WHAT THIS TASK INVOLVES: An exact reproduction of the records is required, with all images left out.

EXCERPTED DATA:

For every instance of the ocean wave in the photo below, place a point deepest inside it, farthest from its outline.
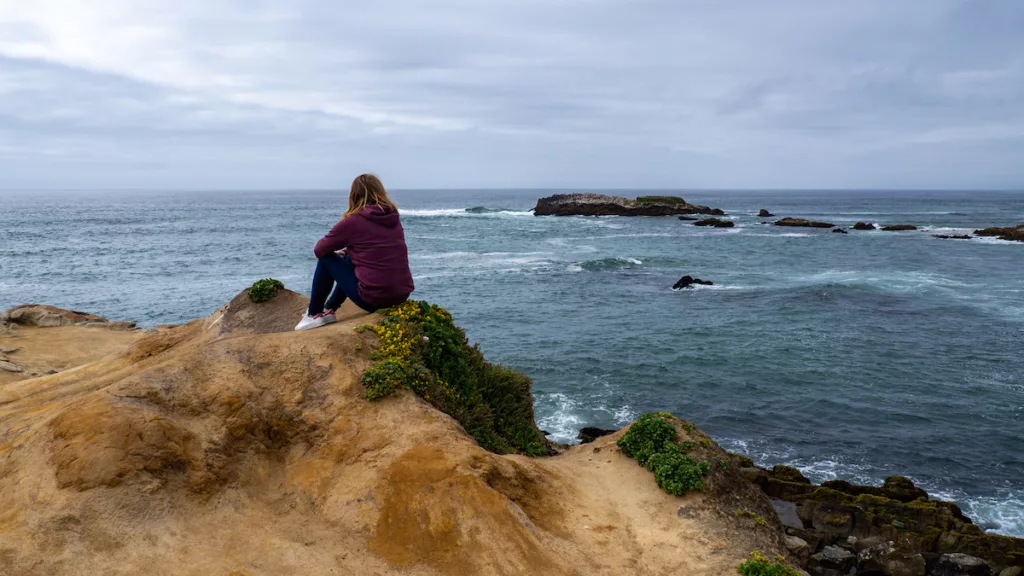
(477, 211)
(607, 263)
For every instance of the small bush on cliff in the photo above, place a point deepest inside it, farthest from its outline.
(759, 565)
(263, 290)
(651, 442)
(422, 348)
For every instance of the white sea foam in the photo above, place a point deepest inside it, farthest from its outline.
(563, 422)
(462, 212)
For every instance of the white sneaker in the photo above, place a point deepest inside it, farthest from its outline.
(310, 322)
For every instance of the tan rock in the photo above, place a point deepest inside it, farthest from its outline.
(236, 445)
(10, 367)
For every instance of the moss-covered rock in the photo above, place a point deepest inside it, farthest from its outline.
(420, 347)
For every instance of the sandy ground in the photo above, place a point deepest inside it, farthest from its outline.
(42, 350)
(233, 446)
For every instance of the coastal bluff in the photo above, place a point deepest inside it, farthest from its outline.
(603, 205)
(232, 445)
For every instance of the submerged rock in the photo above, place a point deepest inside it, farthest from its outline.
(802, 222)
(688, 281)
(961, 565)
(1012, 233)
(602, 205)
(717, 222)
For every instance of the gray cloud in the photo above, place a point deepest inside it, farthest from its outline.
(572, 93)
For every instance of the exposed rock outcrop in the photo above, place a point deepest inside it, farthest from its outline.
(233, 445)
(869, 518)
(716, 222)
(688, 282)
(602, 205)
(590, 434)
(802, 222)
(1012, 233)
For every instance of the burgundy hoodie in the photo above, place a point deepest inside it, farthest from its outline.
(376, 243)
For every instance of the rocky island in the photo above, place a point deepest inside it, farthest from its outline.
(385, 444)
(602, 205)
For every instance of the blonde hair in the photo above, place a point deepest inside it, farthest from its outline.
(368, 191)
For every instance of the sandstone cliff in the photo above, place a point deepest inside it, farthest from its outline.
(232, 445)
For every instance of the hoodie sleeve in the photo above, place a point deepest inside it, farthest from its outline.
(338, 238)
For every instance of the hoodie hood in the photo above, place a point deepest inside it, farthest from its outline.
(382, 215)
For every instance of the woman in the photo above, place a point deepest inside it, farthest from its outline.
(365, 254)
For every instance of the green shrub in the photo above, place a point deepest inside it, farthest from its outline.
(659, 200)
(422, 348)
(677, 474)
(263, 290)
(648, 436)
(759, 565)
(650, 441)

SOLUTION:
For every instance of the ocean wave in the photo below, place a point deepest inside it, farthest from its outline.
(477, 211)
(607, 263)
For every instance of the small bush on cliff in the photo above, place a point deepest inside it, farthest from its outline.
(759, 565)
(263, 290)
(651, 442)
(422, 348)
For every instance of the white sea foam in the photo above, place a point deepest inside it, farthest from its outline.
(563, 422)
(462, 212)
For every instance of the white sneaker in the photo above, place a point deepest inside it, farthest from its outline.
(310, 322)
For every instance of the tan rock in the photo above, place a point deepest inside it, farthest from its outline.
(236, 445)
(10, 367)
For every instance of the moss-covered rock in the photo above, place a point deepest inside it, farthest from its outline.
(420, 347)
For every instance of the sandy ground in the photo above, place a point deepest inside it, farthest from its outline.
(42, 350)
(233, 446)
For every instance of the coastal bluff in the photo above, place a point deepest inside it, farthest from its outline.
(603, 205)
(232, 445)
For every instance of the submerged rock in the photo above, place a point deepest inside it, farthest from its outline.
(802, 222)
(688, 281)
(961, 565)
(1012, 233)
(602, 205)
(717, 222)
For every instance of the gray cloud in the photo above, place a point deepest inside it, farthest from its outline.
(572, 93)
For every instance of the exposed rock outcrop in the photo above, place a point deepest inside it, farthest from its outline.
(233, 445)
(869, 518)
(716, 222)
(688, 282)
(602, 205)
(590, 434)
(802, 222)
(1012, 233)
For every instance of the burgundy hoodie in the photo above, place a point deepest inside it, farthest from its outline.
(376, 243)
For every instance of the rocky island in the photo above, place a point deepest inside it, farthest from its outline.
(385, 444)
(602, 205)
For every instance of the blonde hair in the photo above, place a point deepest inside it, farthest from its outline.
(368, 191)
For every instance of the sandstone cliff in the photo above, place a point deepest inside it, farthest from its outline.
(232, 445)
For every instance of the hoodie sleeve in the photo above, place a point deepest inside it, farthest from its outline.
(338, 238)
For every instance of the hoodie hood in the photo above, place a point deepest inside it, farthest from its outline.
(382, 215)
For every instance of the woman in the photo above, place a point deepest inside it, farthest from its outline.
(365, 254)
For every instance of the green shrub in the photo above, place a point deepest inside it, farthest from its outline.
(659, 200)
(422, 348)
(677, 474)
(263, 290)
(648, 436)
(759, 565)
(650, 441)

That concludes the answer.